>> begin SUPPLIED MATERIAL

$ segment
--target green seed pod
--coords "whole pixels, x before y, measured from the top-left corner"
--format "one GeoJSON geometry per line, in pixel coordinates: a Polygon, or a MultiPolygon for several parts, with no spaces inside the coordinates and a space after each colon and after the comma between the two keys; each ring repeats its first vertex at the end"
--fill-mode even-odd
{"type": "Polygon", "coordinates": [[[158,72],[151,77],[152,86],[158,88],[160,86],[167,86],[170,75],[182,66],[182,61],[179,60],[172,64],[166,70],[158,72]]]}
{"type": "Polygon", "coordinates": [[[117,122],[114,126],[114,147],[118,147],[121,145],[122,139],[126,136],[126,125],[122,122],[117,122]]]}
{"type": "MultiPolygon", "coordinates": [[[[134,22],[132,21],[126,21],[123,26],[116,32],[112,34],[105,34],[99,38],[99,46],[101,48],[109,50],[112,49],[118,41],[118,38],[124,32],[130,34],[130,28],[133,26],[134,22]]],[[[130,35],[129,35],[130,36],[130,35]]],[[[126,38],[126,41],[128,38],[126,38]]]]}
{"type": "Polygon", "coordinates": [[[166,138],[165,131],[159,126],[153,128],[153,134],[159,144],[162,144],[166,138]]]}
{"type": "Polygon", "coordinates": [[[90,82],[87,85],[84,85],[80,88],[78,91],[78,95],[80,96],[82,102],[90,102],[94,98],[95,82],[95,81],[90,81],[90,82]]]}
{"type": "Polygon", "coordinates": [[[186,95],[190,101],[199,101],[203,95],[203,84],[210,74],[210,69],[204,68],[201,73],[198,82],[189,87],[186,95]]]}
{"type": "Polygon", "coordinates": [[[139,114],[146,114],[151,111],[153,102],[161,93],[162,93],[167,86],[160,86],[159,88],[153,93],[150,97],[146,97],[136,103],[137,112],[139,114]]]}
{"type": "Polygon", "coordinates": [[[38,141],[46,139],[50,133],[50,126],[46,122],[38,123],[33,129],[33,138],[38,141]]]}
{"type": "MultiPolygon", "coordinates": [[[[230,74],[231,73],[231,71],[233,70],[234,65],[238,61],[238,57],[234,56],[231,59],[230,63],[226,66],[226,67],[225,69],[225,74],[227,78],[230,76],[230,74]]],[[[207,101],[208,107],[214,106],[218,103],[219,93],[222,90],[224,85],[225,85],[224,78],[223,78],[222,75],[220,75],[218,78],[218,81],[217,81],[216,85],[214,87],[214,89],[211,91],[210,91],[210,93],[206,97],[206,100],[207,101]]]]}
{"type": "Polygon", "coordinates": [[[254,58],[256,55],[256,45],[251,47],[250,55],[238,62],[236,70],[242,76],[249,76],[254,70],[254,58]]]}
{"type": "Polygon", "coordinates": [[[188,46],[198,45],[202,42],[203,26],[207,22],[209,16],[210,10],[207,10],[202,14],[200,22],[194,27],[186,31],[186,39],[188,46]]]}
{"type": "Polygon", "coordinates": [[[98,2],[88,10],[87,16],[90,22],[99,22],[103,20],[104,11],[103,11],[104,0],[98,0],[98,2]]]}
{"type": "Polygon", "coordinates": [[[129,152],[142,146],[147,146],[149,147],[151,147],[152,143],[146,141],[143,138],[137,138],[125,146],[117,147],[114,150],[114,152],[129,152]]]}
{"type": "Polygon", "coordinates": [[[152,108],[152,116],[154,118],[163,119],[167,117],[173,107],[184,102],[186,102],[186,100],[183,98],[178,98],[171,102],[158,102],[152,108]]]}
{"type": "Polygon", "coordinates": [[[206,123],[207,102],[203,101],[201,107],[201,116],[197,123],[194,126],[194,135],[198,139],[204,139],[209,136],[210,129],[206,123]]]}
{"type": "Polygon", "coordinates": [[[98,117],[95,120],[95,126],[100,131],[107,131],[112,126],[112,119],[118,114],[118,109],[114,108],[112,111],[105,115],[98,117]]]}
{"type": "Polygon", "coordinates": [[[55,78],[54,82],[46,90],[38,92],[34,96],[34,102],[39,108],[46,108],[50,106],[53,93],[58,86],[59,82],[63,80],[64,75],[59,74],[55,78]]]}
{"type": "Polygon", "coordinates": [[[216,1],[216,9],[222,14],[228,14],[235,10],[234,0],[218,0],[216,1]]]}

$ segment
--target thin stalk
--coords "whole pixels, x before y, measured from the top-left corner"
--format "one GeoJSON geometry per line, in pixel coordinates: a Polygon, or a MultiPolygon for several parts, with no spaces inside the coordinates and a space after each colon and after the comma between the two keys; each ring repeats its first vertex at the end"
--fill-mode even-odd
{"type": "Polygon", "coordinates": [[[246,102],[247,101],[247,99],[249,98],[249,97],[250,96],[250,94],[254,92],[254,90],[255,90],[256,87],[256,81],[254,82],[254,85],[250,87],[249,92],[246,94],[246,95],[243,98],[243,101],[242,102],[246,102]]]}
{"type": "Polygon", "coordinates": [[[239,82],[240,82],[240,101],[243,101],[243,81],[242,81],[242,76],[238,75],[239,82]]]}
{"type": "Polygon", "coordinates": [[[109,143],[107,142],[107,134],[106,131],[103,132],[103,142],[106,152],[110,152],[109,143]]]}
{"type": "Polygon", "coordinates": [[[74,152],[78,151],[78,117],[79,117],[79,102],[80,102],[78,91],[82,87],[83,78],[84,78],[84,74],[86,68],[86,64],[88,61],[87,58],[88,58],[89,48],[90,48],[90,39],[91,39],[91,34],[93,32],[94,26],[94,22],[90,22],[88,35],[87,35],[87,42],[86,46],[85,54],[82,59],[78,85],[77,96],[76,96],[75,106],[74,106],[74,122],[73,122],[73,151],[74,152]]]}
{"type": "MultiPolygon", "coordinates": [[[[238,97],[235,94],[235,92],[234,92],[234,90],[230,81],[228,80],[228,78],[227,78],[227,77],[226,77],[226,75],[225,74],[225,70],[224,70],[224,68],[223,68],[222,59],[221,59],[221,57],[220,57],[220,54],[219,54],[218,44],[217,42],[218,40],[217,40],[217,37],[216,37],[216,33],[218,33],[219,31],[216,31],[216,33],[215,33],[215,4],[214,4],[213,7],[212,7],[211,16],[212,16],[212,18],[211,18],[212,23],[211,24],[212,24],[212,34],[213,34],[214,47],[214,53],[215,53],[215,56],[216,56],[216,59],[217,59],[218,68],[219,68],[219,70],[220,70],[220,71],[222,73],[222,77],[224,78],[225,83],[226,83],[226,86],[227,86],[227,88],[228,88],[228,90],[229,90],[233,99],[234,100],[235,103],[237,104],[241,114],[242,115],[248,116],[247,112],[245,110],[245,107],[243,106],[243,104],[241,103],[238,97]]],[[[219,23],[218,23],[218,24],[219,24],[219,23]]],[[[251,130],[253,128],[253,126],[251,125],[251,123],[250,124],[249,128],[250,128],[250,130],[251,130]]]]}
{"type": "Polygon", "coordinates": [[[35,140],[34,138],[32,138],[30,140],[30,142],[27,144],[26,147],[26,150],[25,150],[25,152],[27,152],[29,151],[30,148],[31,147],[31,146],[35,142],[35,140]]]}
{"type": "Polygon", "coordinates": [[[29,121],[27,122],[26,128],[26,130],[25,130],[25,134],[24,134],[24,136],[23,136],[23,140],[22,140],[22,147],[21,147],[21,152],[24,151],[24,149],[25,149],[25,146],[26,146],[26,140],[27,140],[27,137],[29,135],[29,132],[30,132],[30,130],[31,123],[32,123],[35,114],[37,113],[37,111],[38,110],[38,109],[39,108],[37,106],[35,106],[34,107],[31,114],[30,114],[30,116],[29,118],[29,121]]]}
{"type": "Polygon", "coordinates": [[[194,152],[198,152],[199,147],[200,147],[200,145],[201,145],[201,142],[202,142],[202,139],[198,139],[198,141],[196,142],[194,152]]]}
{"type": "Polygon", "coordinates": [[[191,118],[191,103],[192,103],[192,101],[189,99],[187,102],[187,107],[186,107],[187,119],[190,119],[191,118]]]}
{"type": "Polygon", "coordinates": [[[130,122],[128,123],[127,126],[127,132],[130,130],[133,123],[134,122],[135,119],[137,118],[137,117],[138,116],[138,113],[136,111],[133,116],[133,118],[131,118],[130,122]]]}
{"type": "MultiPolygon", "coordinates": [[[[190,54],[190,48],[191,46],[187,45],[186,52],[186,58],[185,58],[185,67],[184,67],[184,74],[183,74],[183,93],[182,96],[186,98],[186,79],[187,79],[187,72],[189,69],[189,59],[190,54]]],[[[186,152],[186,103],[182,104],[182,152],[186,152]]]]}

>> end SUPPLIED MATERIAL

§ **YOUR OBJECTIVE**
Collect every line in the entries above that contains the string "target". The match is case-sensitive.

§ **OUTPUT OF THE EXERCISE**
--target green seed pod
--target thin stalk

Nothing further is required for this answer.